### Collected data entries
________________________

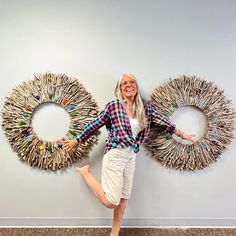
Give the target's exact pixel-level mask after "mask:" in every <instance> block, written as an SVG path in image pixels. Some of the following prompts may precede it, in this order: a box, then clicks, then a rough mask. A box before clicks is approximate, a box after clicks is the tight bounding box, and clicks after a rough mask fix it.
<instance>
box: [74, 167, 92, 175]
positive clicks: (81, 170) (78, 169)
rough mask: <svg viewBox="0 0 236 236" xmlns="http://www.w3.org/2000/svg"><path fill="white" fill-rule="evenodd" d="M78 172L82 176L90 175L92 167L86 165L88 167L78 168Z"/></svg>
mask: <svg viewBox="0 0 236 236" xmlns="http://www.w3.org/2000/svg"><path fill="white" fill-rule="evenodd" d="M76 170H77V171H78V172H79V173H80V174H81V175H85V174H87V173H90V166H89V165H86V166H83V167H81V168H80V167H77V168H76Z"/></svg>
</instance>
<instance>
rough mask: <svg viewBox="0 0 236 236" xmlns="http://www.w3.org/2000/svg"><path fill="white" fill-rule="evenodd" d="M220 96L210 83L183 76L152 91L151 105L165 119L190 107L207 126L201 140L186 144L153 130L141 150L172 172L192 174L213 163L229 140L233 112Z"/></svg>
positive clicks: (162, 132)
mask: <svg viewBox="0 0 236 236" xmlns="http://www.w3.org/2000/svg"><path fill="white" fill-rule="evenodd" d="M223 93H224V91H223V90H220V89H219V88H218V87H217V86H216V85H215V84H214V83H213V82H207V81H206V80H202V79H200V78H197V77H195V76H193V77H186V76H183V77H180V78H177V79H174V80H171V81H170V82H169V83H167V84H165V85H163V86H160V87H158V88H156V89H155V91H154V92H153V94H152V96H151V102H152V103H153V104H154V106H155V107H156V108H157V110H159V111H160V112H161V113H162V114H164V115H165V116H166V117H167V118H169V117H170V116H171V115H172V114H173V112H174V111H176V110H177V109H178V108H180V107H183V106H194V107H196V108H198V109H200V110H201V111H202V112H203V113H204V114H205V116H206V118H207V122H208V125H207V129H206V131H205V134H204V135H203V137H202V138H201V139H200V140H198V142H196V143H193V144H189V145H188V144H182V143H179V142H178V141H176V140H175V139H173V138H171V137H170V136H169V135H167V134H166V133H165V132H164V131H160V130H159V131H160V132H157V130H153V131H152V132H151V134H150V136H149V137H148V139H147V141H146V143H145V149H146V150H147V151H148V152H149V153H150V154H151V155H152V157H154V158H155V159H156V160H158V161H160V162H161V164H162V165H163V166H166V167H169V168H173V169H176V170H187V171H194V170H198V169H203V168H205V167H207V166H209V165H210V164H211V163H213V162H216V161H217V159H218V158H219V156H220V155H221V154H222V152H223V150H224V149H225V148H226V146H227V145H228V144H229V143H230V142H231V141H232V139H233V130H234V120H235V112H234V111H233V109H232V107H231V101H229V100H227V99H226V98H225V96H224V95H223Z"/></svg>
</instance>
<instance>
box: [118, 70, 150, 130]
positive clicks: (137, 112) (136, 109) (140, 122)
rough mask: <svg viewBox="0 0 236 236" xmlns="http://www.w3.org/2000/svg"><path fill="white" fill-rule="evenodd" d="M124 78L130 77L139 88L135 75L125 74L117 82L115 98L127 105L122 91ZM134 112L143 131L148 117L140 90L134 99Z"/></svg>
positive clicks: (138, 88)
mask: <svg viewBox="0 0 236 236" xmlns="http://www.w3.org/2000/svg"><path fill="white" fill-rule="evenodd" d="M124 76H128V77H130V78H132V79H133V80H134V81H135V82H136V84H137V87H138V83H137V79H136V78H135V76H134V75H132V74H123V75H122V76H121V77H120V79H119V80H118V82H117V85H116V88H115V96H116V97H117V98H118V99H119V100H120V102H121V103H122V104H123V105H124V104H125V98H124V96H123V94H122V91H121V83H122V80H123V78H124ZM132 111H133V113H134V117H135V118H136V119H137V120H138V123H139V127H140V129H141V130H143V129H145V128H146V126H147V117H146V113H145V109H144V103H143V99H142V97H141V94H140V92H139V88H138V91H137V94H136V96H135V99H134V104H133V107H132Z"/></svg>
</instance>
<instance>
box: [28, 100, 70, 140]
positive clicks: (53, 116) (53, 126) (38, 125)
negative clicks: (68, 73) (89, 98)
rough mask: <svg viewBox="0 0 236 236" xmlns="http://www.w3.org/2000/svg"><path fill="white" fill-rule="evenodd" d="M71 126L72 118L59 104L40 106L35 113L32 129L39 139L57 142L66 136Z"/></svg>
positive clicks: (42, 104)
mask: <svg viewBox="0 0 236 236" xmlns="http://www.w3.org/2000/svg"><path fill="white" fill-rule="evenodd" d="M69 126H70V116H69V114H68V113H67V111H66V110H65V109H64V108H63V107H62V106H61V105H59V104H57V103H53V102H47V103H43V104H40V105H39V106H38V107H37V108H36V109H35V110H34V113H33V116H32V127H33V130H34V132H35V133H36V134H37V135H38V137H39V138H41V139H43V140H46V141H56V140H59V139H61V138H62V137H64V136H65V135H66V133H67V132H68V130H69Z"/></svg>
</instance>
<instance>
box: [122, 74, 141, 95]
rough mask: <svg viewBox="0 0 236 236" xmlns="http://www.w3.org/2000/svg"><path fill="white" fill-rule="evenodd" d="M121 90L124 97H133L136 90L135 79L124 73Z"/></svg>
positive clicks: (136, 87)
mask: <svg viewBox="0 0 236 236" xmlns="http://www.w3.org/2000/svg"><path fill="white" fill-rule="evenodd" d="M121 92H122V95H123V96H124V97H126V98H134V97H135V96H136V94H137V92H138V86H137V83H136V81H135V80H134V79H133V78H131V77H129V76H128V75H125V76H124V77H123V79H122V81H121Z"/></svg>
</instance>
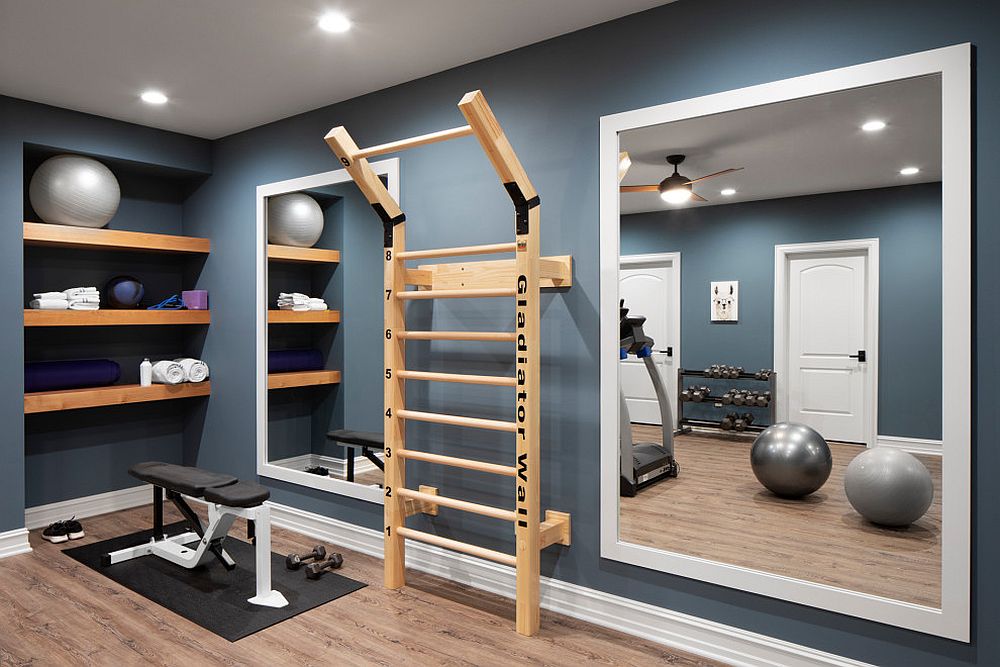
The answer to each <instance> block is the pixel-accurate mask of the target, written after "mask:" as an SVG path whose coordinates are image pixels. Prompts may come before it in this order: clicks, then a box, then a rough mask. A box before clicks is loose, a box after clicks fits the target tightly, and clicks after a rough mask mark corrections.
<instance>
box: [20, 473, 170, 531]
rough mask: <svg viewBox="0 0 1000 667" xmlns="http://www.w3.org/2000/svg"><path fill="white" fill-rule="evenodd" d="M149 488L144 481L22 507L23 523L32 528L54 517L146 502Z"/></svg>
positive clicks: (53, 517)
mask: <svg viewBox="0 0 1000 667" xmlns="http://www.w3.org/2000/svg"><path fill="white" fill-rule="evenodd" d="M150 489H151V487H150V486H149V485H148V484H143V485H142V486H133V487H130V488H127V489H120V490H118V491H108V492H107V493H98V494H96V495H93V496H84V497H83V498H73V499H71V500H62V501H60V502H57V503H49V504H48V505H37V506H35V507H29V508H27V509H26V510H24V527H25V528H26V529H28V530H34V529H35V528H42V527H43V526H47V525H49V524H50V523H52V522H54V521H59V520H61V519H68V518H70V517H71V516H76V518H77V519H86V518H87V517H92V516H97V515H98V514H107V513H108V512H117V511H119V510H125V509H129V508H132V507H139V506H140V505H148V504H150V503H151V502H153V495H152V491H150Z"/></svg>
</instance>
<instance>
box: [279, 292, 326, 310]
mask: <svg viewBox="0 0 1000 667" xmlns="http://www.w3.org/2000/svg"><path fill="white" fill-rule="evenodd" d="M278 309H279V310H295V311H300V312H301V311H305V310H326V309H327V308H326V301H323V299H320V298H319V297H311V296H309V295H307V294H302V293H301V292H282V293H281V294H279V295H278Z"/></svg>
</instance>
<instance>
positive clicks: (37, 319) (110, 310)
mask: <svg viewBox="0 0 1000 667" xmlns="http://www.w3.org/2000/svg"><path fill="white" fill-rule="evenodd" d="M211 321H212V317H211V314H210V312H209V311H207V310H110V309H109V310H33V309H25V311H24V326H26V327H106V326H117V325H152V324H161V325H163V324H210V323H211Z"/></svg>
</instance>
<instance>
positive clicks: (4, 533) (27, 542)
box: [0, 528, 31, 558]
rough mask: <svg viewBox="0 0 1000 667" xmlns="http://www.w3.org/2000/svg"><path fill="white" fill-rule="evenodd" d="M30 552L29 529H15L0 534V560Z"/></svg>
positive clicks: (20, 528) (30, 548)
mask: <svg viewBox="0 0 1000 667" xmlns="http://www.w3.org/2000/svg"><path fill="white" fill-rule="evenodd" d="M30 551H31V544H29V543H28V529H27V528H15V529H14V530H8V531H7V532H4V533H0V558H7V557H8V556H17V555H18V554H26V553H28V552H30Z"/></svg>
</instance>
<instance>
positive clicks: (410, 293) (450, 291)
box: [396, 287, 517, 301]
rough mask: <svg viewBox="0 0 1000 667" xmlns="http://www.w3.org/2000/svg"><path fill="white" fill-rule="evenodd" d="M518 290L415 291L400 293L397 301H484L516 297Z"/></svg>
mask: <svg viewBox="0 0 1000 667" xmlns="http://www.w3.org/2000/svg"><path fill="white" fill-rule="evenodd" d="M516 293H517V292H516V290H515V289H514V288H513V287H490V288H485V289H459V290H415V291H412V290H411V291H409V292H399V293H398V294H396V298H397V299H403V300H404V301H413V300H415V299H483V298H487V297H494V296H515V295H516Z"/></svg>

________________________

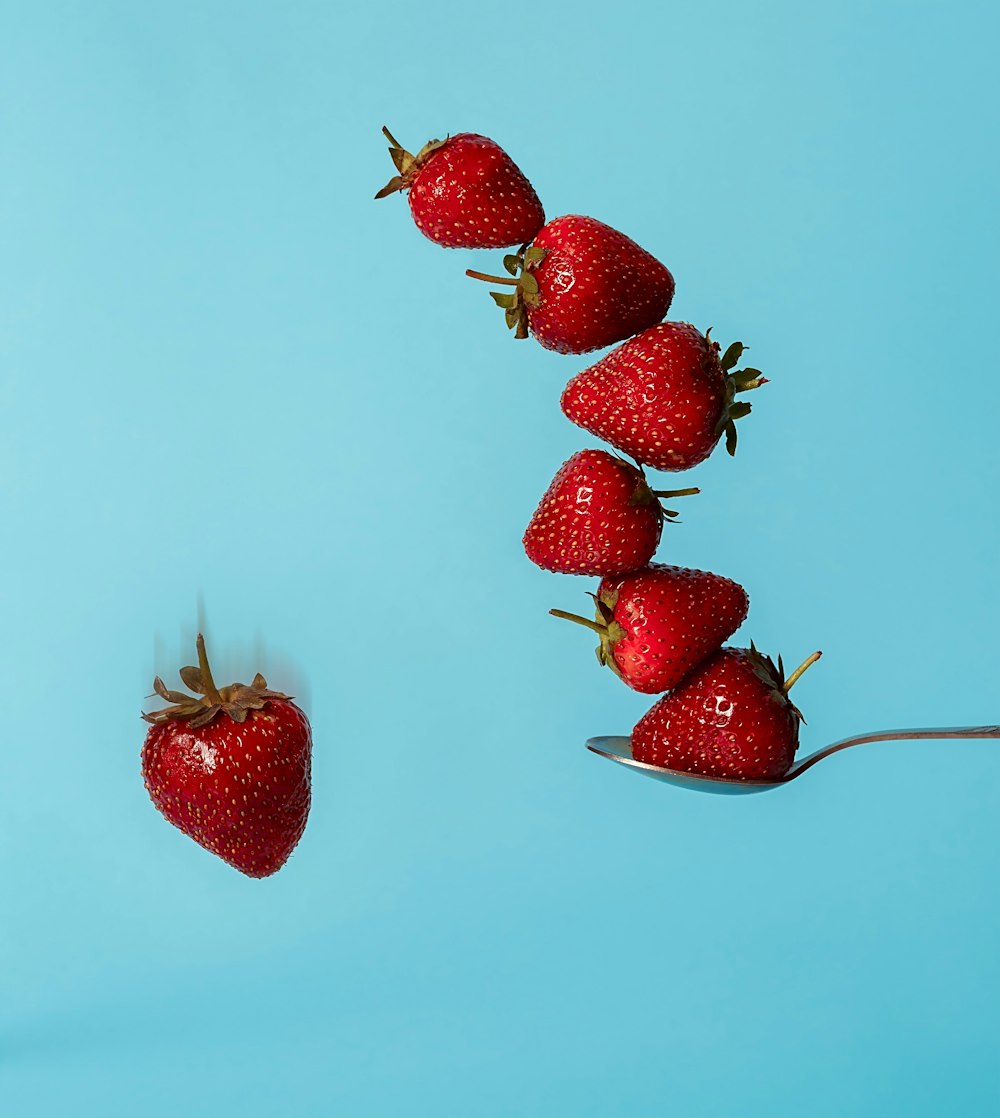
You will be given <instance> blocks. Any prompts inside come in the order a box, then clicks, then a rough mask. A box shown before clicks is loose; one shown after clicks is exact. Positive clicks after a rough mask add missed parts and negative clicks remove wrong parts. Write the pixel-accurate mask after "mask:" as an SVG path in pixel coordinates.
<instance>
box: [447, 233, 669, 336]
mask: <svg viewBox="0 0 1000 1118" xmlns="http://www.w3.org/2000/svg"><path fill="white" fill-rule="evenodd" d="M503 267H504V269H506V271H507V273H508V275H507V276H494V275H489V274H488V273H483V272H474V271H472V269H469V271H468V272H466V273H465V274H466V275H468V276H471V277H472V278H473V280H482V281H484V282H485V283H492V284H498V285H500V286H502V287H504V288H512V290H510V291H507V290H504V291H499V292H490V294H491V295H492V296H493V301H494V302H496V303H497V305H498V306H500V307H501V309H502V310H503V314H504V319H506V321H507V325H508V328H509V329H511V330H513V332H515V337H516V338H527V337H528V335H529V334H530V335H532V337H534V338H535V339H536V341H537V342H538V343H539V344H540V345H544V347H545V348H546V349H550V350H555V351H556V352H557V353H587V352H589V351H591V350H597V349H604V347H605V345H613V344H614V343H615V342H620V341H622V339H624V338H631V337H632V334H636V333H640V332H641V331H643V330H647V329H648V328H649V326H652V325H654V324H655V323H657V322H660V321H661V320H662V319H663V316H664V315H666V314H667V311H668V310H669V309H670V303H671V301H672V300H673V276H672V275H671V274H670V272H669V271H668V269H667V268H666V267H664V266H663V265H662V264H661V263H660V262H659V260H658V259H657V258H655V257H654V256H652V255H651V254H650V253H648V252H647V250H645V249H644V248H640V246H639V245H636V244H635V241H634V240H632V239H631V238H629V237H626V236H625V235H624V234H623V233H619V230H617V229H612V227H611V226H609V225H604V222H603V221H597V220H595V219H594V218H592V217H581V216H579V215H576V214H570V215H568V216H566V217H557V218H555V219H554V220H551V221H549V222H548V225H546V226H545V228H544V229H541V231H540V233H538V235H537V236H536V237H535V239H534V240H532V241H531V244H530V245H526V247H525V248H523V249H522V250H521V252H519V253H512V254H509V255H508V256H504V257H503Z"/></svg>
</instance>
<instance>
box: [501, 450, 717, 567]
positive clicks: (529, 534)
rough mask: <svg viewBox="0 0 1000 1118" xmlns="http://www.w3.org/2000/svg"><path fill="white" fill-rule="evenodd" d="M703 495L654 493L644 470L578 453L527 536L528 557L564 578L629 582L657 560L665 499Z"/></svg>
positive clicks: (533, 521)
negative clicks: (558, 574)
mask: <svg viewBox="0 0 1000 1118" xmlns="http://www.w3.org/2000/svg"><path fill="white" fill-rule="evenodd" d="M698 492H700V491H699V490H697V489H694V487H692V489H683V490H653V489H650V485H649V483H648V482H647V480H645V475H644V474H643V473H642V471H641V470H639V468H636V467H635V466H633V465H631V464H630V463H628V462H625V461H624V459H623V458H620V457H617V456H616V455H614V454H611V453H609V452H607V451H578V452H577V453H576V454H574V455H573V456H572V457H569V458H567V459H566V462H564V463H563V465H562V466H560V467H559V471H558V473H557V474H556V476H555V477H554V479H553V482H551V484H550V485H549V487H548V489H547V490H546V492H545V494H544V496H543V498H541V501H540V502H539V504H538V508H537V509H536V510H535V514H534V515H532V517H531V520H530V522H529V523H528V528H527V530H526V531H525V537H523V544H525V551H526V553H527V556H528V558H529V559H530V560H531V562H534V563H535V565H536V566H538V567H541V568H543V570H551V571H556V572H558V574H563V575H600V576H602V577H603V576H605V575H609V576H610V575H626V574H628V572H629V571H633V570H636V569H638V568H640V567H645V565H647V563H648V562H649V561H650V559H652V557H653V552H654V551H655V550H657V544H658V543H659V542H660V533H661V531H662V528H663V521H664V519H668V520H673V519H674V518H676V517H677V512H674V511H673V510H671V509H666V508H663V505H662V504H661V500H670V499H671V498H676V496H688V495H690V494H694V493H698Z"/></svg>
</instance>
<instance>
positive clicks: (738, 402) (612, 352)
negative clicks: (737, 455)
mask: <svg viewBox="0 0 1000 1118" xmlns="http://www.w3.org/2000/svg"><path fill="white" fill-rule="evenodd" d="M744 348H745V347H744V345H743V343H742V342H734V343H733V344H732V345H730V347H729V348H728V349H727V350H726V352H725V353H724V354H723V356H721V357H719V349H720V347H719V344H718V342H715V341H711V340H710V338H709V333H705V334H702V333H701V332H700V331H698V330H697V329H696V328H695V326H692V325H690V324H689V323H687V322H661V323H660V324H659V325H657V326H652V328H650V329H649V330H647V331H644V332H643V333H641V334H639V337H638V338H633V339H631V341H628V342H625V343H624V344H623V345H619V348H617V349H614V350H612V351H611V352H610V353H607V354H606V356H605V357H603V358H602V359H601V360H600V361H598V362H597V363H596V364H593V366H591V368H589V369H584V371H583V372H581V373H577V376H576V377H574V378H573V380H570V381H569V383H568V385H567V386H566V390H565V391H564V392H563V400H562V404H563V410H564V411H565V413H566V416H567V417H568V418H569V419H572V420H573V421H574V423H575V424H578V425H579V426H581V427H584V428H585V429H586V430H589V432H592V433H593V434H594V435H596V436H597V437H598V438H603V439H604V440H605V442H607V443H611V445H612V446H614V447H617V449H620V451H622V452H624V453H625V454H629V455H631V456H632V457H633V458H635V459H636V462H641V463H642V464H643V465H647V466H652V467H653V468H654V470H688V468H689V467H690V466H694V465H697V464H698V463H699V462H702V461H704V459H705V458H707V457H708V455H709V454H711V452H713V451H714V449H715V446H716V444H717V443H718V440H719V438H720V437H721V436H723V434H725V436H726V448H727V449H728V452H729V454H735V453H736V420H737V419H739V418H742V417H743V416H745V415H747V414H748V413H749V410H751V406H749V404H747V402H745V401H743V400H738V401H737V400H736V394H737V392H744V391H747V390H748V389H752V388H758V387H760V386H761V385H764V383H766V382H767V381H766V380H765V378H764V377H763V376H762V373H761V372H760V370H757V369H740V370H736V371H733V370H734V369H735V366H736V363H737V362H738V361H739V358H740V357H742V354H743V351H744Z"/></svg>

________________________

### What you have to do
Search the data for the string "pixels" and copy every line where it appears.

### Exercise output
Give the target's exact pixel-level mask after "mask:" in every <instance> block, written as an SVG path in image pixels. Some of the following prompts may precede it, in this order: a box, then clicks, then a rough mask. A box before clicks is approximate, a box after clicks is the tight bounding box, and clicks after a rough mask fix it.
The answer to each <instance> block is the pixel-accurate mask of the target, written after "mask:" as an SVG path whose coordinates are image pixels. Prompts may come before it in this order: clicks, then a box, then a rough mask. A box before clicks is loose, a box after clicks fits the target tightly, and clicks after a rough mask mark corrections.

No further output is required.